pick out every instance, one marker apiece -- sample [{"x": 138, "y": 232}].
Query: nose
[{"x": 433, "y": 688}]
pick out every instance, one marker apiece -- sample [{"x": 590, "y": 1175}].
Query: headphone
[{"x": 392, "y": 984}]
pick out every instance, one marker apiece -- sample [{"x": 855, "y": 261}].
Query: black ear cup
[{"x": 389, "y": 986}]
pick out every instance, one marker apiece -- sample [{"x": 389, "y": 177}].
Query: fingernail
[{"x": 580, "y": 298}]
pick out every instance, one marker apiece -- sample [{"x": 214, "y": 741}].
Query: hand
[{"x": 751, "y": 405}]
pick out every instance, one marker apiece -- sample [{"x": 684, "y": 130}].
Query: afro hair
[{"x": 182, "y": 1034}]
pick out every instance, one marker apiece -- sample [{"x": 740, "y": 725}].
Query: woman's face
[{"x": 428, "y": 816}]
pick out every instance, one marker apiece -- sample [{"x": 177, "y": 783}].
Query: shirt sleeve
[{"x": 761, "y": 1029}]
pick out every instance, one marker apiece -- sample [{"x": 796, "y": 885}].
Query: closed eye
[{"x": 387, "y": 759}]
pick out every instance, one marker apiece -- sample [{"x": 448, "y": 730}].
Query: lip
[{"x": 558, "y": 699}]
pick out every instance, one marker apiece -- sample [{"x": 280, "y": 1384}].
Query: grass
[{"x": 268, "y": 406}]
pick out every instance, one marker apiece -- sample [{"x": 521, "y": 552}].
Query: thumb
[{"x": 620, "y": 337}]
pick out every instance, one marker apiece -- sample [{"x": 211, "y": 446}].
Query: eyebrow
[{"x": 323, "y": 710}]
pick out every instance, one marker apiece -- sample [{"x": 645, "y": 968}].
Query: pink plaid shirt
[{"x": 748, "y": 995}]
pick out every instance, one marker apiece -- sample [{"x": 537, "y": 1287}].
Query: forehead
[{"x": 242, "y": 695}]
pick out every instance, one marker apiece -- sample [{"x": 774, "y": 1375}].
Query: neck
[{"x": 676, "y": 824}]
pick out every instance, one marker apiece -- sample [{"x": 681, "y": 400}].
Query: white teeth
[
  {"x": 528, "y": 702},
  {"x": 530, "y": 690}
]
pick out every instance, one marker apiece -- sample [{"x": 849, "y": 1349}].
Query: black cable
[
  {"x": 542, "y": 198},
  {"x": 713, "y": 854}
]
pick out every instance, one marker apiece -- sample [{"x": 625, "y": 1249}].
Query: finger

• _What to produce_
All of the material must be reproduced exactly.

• _Correct output_
pick out every instance, one marker apiece -- sample [{"x": 138, "y": 232}].
Query: nose
[{"x": 433, "y": 688}]
pick out every instance, one marker apiece -- sample [{"x": 590, "y": 1175}].
Query: headphone
[{"x": 392, "y": 984}]
pick out every instance, one marker apiece -- sample [{"x": 855, "y": 261}].
Query: black ear cup
[{"x": 389, "y": 986}]
pick out every instance, one marker apiece -- sample [{"x": 389, "y": 177}].
Query: fingernail
[{"x": 580, "y": 298}]
pick out every instance, one marker apiece -- sample [{"x": 214, "y": 741}].
Query: hand
[{"x": 751, "y": 405}]
pick out every instance, one marker apiece -- sample [{"x": 684, "y": 130}].
Query: afro hair
[{"x": 182, "y": 1034}]
pick out every instance, one marker apiece -- sample [{"x": 740, "y": 725}].
Query: woman's face
[{"x": 428, "y": 816}]
pick out every instance, one marker apiece -- sample [{"x": 177, "y": 783}].
Query: shirt sleeve
[{"x": 761, "y": 1029}]
pick out every instance, one marker apiece -- sample [{"x": 796, "y": 885}].
Query: closed eye
[{"x": 387, "y": 759}]
pick out every instance, one marker apiece -- sample [{"x": 448, "y": 730}].
Query: lip
[{"x": 558, "y": 699}]
pick out every instance, one marker apiece -- sample [{"x": 280, "y": 1384}].
Query: grass
[{"x": 268, "y": 406}]
pick out every instance, one marker apiece -- sample [{"x": 521, "y": 552}].
Query: thumb
[{"x": 620, "y": 337}]
pick out every instance, one marker apiece -- sample [{"x": 211, "y": 446}].
Query: eyebrow
[{"x": 323, "y": 710}]
pick out every instance, one marker apiece -- sample [{"x": 645, "y": 968}].
Query: pink plaid shirt
[{"x": 748, "y": 995}]
pick out every instance, one marker apiece -- sample [{"x": 537, "y": 1287}].
Query: forehead
[{"x": 242, "y": 695}]
pick out every instance, one marker apiece -- sample [{"x": 774, "y": 1375}].
Query: neck
[{"x": 676, "y": 824}]
pick out every instance, one marker apiece -- sample [{"x": 681, "y": 400}].
Query: white teeth
[
  {"x": 528, "y": 702},
  {"x": 530, "y": 690}
]
pick out every instance, one marker apiece -- sample [{"x": 849, "y": 1349}].
Query: black cable
[
  {"x": 542, "y": 198},
  {"x": 713, "y": 854}
]
pick out every instance, one marker apiece -- sample [{"x": 625, "y": 1249}].
Query: finger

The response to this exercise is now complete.